• **Exercise tasks**
• 1. Update the chapter excerpt between "Sickness and Death" and "when she died.", inclusive, replacing "hopes" with "wishes".
• 2. List every person the chapter excerpt mentions by name.
• 3. According to the chapter excerpt, on what date and at what place did Isabella die?

• **Source**
^^^^

Oliver Otis Howard

Sickness and Death


[Illustration]

Tomb of Ferdinand and Isabella, also Peter the Cruel and wife in Cathedral at Granada.

"Our very hopes belied our fears,

Our fears our hopes belied;

We thought her dying when she slept,

And sleeping when she died.


"For when the morn came, dim and sad,

And chill with early showers,

Her quiet eyelids closed—she had

Another morn than ours."

—Thomas Hoof

Isabella's Sorrow—Some Christian Resignation—Despondent View of Her Work—Past Energy and Life Power Contrasted by Isabella with Present Weakness—News from Juana Brought on a Fever—How She Revived Her Forces—Her Attention to Business—Her Will and Testament—It Recognizes Certain Rights of the People —Isabella's Death, November 26, 1504, at Medina Del Campo—The Solemn Funeral March to Granada—The Entombment.

^^^^

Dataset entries
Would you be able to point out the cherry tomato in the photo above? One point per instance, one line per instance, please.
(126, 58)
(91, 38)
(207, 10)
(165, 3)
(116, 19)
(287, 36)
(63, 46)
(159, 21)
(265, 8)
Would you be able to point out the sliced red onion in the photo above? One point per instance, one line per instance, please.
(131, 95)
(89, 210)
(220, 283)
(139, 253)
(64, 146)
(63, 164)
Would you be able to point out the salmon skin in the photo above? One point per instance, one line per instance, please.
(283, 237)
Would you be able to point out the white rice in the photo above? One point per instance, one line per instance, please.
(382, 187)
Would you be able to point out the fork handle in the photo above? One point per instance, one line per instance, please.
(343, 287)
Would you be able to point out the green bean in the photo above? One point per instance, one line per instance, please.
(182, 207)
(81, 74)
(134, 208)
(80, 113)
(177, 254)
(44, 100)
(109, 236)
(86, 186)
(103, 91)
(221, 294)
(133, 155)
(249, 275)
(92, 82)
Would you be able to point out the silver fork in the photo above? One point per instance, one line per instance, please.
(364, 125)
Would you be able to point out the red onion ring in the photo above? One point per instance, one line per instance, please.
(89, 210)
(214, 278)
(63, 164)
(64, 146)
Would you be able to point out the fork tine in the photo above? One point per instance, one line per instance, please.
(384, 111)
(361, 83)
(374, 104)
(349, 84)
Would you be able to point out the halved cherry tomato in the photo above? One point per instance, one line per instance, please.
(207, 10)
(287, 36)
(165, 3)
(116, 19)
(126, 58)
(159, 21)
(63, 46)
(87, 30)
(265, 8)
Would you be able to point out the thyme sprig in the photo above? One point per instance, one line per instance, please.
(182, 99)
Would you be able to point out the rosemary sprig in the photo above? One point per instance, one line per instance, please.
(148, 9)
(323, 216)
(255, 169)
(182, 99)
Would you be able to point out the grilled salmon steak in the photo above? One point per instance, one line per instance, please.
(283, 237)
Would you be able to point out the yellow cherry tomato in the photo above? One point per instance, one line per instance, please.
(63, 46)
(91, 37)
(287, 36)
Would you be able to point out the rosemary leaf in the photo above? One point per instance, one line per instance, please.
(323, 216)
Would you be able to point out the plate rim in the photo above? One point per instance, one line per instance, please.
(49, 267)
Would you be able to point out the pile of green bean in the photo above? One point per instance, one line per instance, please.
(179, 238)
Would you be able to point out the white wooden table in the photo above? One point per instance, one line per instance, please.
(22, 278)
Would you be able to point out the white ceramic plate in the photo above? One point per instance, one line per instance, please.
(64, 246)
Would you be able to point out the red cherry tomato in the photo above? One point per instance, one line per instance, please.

^^^^

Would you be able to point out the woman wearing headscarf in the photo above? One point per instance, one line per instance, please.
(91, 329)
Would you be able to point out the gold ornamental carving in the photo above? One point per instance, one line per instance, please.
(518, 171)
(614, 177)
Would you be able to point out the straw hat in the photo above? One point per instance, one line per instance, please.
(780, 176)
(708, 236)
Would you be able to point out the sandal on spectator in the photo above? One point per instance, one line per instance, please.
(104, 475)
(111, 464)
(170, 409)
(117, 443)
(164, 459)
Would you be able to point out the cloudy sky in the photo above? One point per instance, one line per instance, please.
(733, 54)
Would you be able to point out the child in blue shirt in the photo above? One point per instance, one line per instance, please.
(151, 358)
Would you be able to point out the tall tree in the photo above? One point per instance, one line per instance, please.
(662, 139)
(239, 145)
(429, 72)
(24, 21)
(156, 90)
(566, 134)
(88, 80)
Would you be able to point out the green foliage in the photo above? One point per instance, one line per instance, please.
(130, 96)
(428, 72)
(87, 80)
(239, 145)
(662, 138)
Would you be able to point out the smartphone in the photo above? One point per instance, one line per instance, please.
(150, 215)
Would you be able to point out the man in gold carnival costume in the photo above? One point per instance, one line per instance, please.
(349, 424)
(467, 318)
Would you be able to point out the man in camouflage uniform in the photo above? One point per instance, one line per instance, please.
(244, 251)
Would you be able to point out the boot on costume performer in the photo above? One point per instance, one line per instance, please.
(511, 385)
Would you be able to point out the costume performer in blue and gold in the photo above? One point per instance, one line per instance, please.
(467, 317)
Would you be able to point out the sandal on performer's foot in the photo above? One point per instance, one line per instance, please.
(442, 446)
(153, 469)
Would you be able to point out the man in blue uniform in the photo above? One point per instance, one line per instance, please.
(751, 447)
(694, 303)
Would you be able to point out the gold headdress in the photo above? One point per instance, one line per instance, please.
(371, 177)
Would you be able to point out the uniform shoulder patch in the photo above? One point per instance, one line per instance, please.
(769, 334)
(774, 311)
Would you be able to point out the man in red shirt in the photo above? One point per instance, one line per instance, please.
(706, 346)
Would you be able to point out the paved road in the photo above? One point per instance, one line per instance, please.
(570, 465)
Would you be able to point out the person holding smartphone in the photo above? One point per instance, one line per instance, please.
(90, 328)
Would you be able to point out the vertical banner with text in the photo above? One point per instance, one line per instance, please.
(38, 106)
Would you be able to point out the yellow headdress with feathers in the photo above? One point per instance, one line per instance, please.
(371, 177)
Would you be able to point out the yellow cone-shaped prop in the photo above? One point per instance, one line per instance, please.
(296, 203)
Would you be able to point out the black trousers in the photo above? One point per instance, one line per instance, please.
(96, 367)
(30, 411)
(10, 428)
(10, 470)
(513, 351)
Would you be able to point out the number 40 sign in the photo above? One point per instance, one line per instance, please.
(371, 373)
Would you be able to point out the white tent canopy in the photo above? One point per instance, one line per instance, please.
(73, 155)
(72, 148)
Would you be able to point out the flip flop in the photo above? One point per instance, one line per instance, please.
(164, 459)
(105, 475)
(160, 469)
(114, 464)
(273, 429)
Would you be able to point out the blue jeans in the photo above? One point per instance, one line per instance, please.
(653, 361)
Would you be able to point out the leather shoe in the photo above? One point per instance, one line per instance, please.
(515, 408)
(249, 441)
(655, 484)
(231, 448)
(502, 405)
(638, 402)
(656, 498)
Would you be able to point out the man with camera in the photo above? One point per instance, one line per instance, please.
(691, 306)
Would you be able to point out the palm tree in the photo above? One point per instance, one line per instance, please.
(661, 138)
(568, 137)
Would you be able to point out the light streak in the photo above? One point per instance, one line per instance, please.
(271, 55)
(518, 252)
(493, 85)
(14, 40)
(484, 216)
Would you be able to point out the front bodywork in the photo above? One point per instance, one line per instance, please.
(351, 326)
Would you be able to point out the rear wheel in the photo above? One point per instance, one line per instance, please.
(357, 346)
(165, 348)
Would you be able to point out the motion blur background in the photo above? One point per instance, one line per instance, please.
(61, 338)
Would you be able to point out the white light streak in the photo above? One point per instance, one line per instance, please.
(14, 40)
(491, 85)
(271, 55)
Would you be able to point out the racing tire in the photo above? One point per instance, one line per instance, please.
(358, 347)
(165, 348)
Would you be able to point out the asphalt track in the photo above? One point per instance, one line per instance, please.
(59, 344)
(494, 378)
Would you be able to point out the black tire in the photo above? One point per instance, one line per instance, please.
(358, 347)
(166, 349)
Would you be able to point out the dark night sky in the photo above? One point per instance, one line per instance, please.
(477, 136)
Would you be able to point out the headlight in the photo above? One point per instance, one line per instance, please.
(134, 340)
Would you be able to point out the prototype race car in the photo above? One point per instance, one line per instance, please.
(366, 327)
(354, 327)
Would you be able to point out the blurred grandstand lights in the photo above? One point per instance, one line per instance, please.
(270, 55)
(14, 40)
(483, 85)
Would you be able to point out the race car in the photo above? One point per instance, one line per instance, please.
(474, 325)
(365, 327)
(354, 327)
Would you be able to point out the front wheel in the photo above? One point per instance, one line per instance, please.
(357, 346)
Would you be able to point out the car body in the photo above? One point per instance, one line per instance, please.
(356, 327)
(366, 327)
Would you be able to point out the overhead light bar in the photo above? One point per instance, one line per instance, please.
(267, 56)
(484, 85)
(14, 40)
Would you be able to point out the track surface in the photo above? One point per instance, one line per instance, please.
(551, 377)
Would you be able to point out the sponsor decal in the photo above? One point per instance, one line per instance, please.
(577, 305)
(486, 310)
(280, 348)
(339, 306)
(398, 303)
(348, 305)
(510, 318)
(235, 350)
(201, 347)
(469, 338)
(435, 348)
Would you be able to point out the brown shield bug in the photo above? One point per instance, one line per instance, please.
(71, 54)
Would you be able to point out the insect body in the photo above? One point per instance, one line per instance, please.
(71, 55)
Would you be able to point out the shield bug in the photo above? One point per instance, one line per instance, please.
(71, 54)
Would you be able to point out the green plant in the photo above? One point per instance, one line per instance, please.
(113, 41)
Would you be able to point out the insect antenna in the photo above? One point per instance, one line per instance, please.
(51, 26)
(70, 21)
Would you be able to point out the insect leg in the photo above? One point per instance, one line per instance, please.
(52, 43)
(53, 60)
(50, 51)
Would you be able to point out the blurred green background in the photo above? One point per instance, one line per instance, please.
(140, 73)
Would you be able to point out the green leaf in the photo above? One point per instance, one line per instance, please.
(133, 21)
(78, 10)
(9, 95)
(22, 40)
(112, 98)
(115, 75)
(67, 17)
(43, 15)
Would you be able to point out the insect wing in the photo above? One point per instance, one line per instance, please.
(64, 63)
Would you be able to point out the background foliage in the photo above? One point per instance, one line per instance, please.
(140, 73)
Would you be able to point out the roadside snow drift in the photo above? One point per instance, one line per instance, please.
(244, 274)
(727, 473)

^^^^

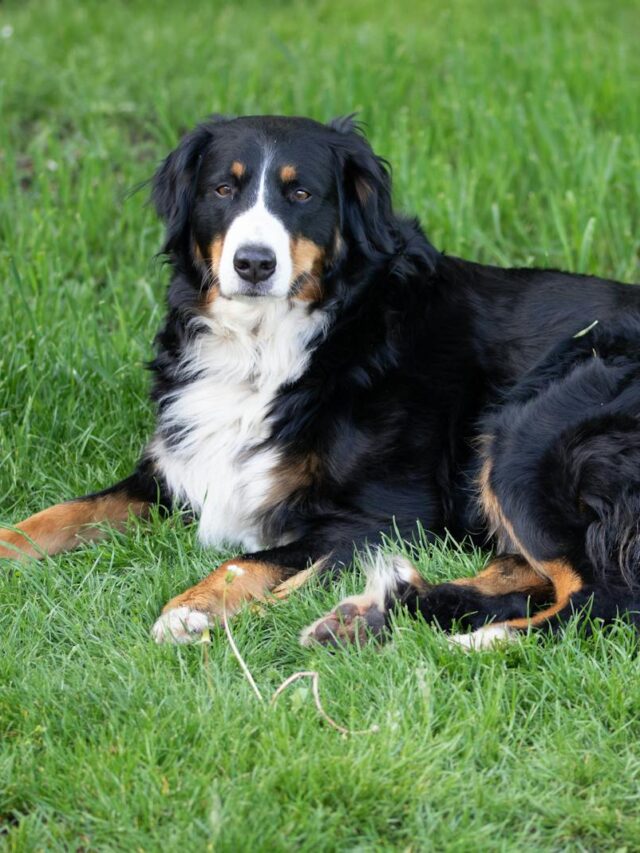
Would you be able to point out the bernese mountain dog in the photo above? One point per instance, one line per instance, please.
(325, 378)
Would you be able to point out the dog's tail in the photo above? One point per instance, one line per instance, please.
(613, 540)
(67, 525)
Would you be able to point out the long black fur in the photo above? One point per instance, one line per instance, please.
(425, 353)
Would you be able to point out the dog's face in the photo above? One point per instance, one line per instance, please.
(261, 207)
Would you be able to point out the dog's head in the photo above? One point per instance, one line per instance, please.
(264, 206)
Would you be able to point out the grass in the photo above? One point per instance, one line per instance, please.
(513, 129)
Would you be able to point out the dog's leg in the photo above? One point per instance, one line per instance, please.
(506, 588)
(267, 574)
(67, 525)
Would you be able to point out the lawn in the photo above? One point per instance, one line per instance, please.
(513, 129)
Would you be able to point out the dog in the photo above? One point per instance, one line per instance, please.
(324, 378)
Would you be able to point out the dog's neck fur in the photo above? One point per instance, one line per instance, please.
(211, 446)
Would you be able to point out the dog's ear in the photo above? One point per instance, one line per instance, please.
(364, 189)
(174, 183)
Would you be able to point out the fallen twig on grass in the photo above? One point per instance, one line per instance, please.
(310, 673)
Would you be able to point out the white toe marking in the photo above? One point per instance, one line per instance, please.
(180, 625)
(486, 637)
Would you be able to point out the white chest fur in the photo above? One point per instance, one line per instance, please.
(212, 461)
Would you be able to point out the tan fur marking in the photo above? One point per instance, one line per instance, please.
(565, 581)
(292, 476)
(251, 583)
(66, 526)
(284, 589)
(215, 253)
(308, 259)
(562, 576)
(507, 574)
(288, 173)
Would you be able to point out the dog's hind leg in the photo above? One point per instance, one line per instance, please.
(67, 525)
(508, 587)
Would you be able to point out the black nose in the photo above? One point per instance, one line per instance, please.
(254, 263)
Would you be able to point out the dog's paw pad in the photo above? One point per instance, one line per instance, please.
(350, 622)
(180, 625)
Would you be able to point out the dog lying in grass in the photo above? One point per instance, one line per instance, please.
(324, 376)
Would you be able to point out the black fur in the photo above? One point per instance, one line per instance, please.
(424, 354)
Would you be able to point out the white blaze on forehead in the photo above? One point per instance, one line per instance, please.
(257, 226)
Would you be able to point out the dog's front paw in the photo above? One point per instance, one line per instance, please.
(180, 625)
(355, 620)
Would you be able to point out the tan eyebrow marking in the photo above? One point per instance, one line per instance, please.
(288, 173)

^^^^

• **Solutions below**
• 1.
Sickness and Death


[Illustration]

Tomb of Ferdinand and Isabella, also Peter the Cruel and wife in Cathedral at Granada.

"Our very wishes belied our fears,

Our fears our wishes belied;

We thought her dying when she slept,

And sleeping when she died.

• 2. Oliver Otis Howard, Ferdinand, Isabella, Peter the Cruel, Thomas Hoof, Juana

• 3. November 26, 1504, at Medina Del Campo